1945年1月、ナチスを追い払ってソ連軍がブダペストへやってきた。1月16日、ついに肩の荷がおりたと感じたワレンバーグは、今後のユダヤ人の保護のあり方についてソ連軍指導部と会見すべく司令部へ向かった。ワレンバーグの仲間たちは止めたが、彼は笑顔で出て行った。これがワレンバーグの最後の姿となった。

そのまま、ワレンバーグは消息を絶った。実際にはヴィクトル・アバクーモフ配下のソ連秘密警察により「アメリカのスパイ」容疑で逮捕され、強制収容所へ送られた説がある。これに関しては、アメリカOSS内部でワレンバーグをさして、「最高のスパイマスターになれる人物」と誤解を招くような評価がなされていたことも一因と思われる。ワレンバーグに救われたユダヤ人たちを中心に「国際ワレンバーグ協会」が設置され捜索が続けられたが、現在に至るまで発見されていない。

1957年、当時のソ連外務次官グロムイコは、ワレンバーグがソ連国家保安省の刑務所で心筋梗塞のため死亡したと、スウェーデン大使に公式に通知したが、この際、いかなる証拠も示されなかった。 1979年にはイスラエルでワレンバーグの顕彰碑がつくられ、1986年にイスラエルで初めての名誉国民に選ばれた。アメリカ合衆国でも1981年にワレンバーグに名誉市民権が与えられた。これはそれまでウィンストン・チャーチルにしか与えられていなかったものである。現在ではブダペストにも記念碑がたてられている。1996年にはイスラエル政府はユダヤ人救済の功績をたたえてワレンバーグにヤド・ヴァシェム賞を贈り、「諸国民の中の正義の人」とした。

1986年に始まったゴルバチョフ政権のグラスノスチによって多くの機密資料が解禁され、その中にワレンバーグが1947年7月に収容所で病死したとする資料が発見された。1989年、ソ連政府は、ワレンバーグの遺族をモスクワに招待し、彼の遺品を遺族に返還した。1991年、ソ連・スウェーデン共同の調査委員会が設置され、1993年にはワレンバーグの逮捕及びモスクワへの移送に関するソ連国防人民委員ニコライ・ブルガーニンの第2ウクライナ戦線司令官ロディオン・マリノフスキー宛の命令が、スウェーデンの新聞紙上に掲載された。2000年12月、ロシア検察総庁はワレンバーグの名誉回復手続に着手し、2001年1月、名誉回復の文書がスウェーデン大使とハンガリー大使に手渡された。

^^^^^^^^

:: 課題の説明 ::
提示された文章によると、ワレンバーグが「アメリカのスパイ」容疑で逮捕されたとする説について、その一因と考えられていることは何ですか。1〜3文で説明してください。 この課題に取り組むにあたって、資料を参照する必要はありません。

^^^^^^^^

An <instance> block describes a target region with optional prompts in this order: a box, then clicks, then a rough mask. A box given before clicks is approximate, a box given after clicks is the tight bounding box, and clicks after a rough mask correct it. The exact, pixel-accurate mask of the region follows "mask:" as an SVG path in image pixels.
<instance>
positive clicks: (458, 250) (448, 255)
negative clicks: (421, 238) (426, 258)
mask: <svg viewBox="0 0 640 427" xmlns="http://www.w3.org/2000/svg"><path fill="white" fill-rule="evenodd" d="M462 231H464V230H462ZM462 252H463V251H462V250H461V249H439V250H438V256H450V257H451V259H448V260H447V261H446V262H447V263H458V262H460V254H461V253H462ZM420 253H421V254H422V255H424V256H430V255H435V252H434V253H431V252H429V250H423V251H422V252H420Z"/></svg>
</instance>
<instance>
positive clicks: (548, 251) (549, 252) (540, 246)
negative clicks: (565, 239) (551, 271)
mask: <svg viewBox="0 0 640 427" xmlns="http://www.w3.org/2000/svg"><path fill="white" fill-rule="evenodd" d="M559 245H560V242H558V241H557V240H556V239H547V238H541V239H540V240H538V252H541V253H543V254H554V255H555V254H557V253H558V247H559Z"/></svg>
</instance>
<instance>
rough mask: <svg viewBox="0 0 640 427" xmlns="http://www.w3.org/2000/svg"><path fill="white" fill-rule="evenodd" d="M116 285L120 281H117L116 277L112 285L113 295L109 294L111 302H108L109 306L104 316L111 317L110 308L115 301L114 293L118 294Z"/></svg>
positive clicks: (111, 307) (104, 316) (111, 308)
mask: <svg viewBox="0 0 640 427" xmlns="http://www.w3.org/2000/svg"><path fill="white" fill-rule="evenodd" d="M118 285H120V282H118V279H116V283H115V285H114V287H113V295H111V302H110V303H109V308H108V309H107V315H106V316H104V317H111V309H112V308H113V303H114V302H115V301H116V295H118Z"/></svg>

^^^^^^^^

:: 課題の結果 ::
アメリカOSSの内部で、ワレンバーグが「最高のスパイマスターになれる人物」という、誤解を招くような評価を受けていたことが一因と考えられています。